▸ **EXERCISE TEXT**

┄┄┄┄┄┄

Consider the practical implications. A healthcare employer may have a high-performing frontline worker who wants to advance into a licensed profession. The employer has vacancies to fill, resources available, and every incentive to support that individual's progression. Yet in much of the country, outdated statutes prevent compensation during required training hours. The result is a workforce system that blocks employers from solving their own talent shortages.
Evidence from the states that have already modernized their laws suggests there is nothing inherently partisan about addressing this problem. Alabama, Arkansas, California, North Carolina, North Dakota, Ohio, and Texas represent different political traditions, economic structures, and geographic contexts. They did not adopt identical solutions. Some created specialized apprenticeship frameworks, while others revised broader statutory language. Their common achievement was removing the prohibition itself.
That diversity matters because it demonstrates that modernization is compatible with a wide range of policy philosophies. California and Arkansas rarely appear together on short lists of legislative priorities, yet both concluded that preventing employers from compensating apprentices no longer served the public interest. Their experience offers a roadmap for other states seeking reforms that fit local circumstances.
The urgency extends beyond workforce shortages alone. Artificial intelligence is already changing hiring patterns across industries that historically provided entry points into the labor market. Administrative roles, clerical functions, and certain knowledge-based tasks are becoming increasingly automated. Meanwhile, demand for human-centered professions continues to grow. Care-economy occupations require judgment, trust, communication, and interpersonal connections that remain difficult to replicate through technology.
For workers displaced by automation, these professions offer a credible path into stable employment. Yet that opportunity remains inaccessible if training systems require months of unpaid labor. A working parent seeking to transition into a new career cannot build a future on a pathway that requires abandoning a paycheck.

┄┄┄┄┄┄

▸ **RECORD SET**
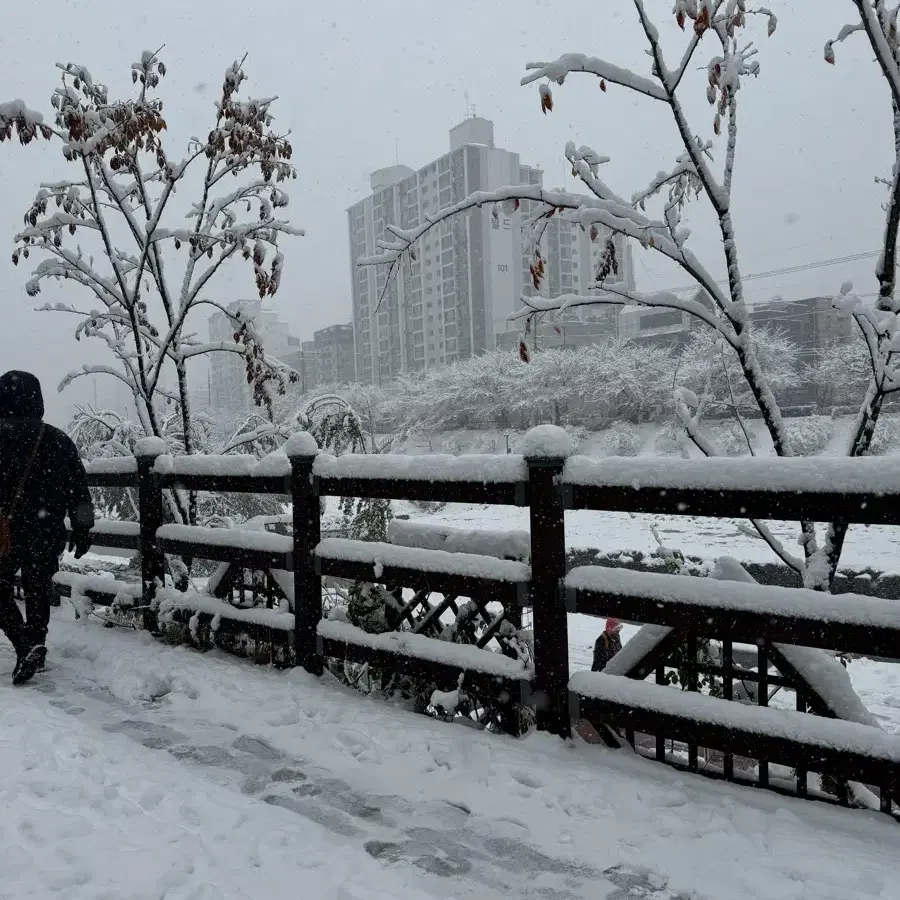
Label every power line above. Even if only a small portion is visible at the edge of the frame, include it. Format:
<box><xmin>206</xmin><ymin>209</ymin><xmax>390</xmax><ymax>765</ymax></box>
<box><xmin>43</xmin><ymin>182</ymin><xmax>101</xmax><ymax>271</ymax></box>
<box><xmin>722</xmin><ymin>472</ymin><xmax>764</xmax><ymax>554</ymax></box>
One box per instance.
<box><xmin>667</xmin><ymin>250</ymin><xmax>881</xmax><ymax>293</ymax></box>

┄┄┄┄┄┄

▸ **SET OF TASKS**
[a] Name every state that the apprenticeship pay passage says has already modernized its laws.
[b] Write the next part of the apprenticeship pay passage, picking up after its final sentence.

▸ **SET OF ANSWERS**
[a] Alabama, Arkansas, California, North Carolina, North Dakota, Ohio, and Texas

[b]
There is another dimension that deserves attention from both policymakers and funders. Communities frequently seek workforces that reflect the people they serve. Employers across the care economy often discuss the value of recruiting professionals who understand local cultures, languages, and lived experiences. Unpaid training requirements disproportionately affect individuals with significant financial responsibilities, narrowing participation among precisely the populations many institutions hope to attract. Allowing paid apprenticeship hours expands access while strengthening representation within critical professions.
The solution is remarkably straightforward. Policymakers do not need to invent an entirely new model. They can examine the seven states that have already modernized their laws, identify a comparable state, adapt the legislative language, and pass it. Philanthropic funders can accelerate progress by encouraging workforce organizations, higher education institutions, and employer partnerships to prioritize these reforms.
The apprenticeships already exist. Employers are asking for talent. Learners are ready to work. A century-old prohibition should not be the reason they never cross the finish line.
About the Author
Mallory Dwinal-Palisch is President of Craft Education, a workforce data platform within the nonprofit WGU ecosystem focused on expanding work-based learning pathways across higher education and employment systems. Her work has focused on connecting educators, employers, and policymakers to create scalable apprenticeship and earn-and-learn opportunities. A former educator and education entrepreneur, she has spent her career advancing pathways that help learners gain meaningful work experience while earning credentials that support long-term career mobility and economic opportunity.